Provided text =>
▶

2.3. Criteria for Flow Region Identification and Distinguishability

Independent of the signal processing approach, the flow regions can only be identified by comparing the processed thermographic images with the flow-dependant heat transfer coefficient $\alpha$. Therefore, the first criteria for the evaluation of the proposed signal-processing approaches is the unambiguous identification of flow regions by means of flow-dependent heat transfer features on the processed thermographic images. As a result, an estimation of the local heat transfer coefficient is needed.

In order to estimate the qualitative behaviour of the local heat transfer coefficient, the well-known heat transfer behaviour on a smooth circular cylinder with supercritical cross-flow is used as a reference. The following features of the heat transfer coefficient are available to realize an identification of different flow regions [23,26]:

• Laminar flow region: $\alpha$ decreases as a result of the decreasing wall shear stress.
• Laminar-turbulent flow transition: $\alpha$ increases sharply as a result of the increased turbulent mixing in the turbulent flow region.
• Turbulent flow region: $\alpha$ decreases as a result of the decreasing wall shear stress.
• Separated flow region: $\alpha$ increases, due to the increased transverse exchange of fluid in the turbulent separated flow region induced by grown vortices. In contrast to attached flow regions, large-scale vortices are the dominant mechanism for convective heat transfer in separated flow regions.

The result of the harmonic signal processing approach around an operating point corresponds directly to the presented features of the heat transfer coefficient and enables a subsequent identification of flow regions. In contrast, the gradient-based evaluation for transient input signals requires a consideration of the initial surface temperature $T_0$ in order to be able to detect flow-dependent features and identify the different flow regions. Note that the mentioned qualitative local heat transfer features are approximately expected for the flow velocities and rotor blade profiles at wind turbines, due to the underlying boundary layer mechanisms. However, a precise estimation of the local heat transfer behaviour requires a more detailed consideration of the geometry and surface properties of the measurement object as well as the incoming flow conditions.

As second evaluation criteria, the contrast-to-noise ratio (CNR) is calculated, which is a common approach in order to quantify the distinguishability between a pair of flow regions. The CNR between the flow regions $a,b$ is calculated by

$$\begin{array}{c}\hfill \mathrm{CNR}=\frac{|{\overline{C}}_a-{\overline{C}}_b|}{\sqrt{{\left(\frac{1}{N_a}{\sum }_{i=1}^{N_a}{s}_{a,i}\right)}^2+{\left(\frac{1}{N_b}{\sum }_{j=1}^{N_b}{s}_{b,j}\right)}^2}}.\end{array}$$

(5)

◀

Task requirements =>
a: In the flow region criteria section, which flow regions or transitions have a heat transfer coefficient feature listed?
b: Copy the flow region criteria section word for word, from "The result of" up to and including "incoming flow conditions.".
c: Rewrite the paragraph of the flow region criteria section that begins "The result of the harmonic signal processing approach" as a short bulleted list that keeps its main facts.

Recorded data =>

▶

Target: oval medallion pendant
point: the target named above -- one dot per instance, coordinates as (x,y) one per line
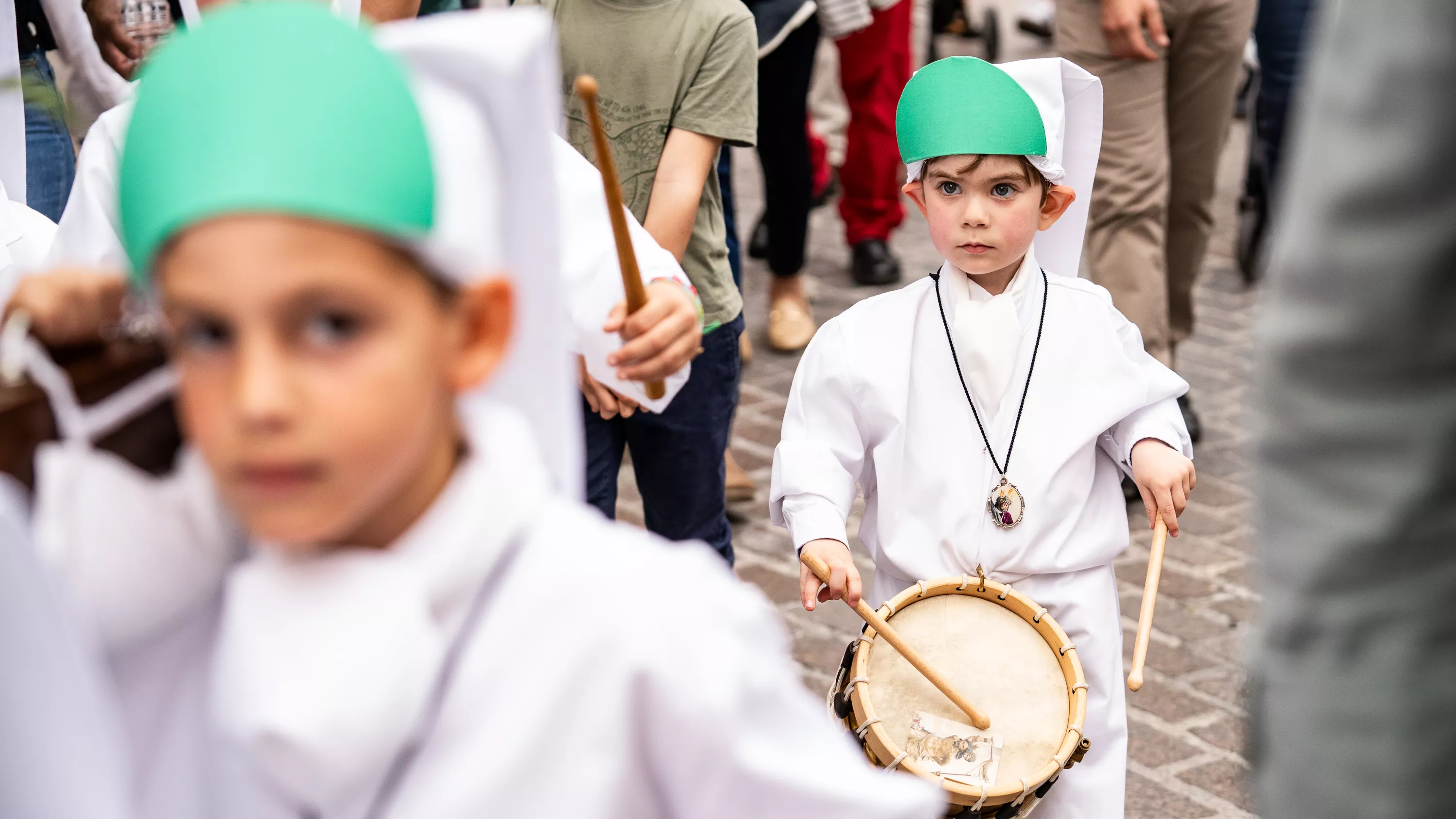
(1005,505)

◀

Answer set =>
a:
- Laminar flow region
- Laminar-turbulent flow transition
- Turbulent flow region
- Separated flow region

b:
The result of the harmonic signal processing approach around an operating point corresponds directly to the presented features of the heat transfer coefficient and enables a subsequent identification of flow regions. In contrast, the gradient-based evaluation for transient input signals requires a consideration of the initial surface temperature $T_0$ in order to be able to detect flow-dependent features and identify the different flow regions. Note that the mentioned qualitative local heat transfer features are approximately expected for the flow velocities and rotor blade profiles at wind turbines, due to the underlying boundary layer mechanisms. However, a precise estimation of the local heat transfer behaviour requires a more detailed consideration of the geometry and surface properties of the measurement object as well as the incoming flow conditions.

c:
- The harmonic signal processing approach around an operating point corresponds directly to the heat transfer coefficient features, so flow regions can be identified from its result.
- The gradient-based evaluation for transient input signals must consider the initial surface temperature $T_0$ to detect flow-dependent features and identify flow regions.
- These qualitative local heat transfer features are approximately expected for the flow velocities and rotor blade profiles at wind turbines, because of the underlying boundary layer mechanisms.
- A precise estimate of local heat transfer requires closer consideration of the measurement object's geometry and surface properties and of the incoming flow conditions.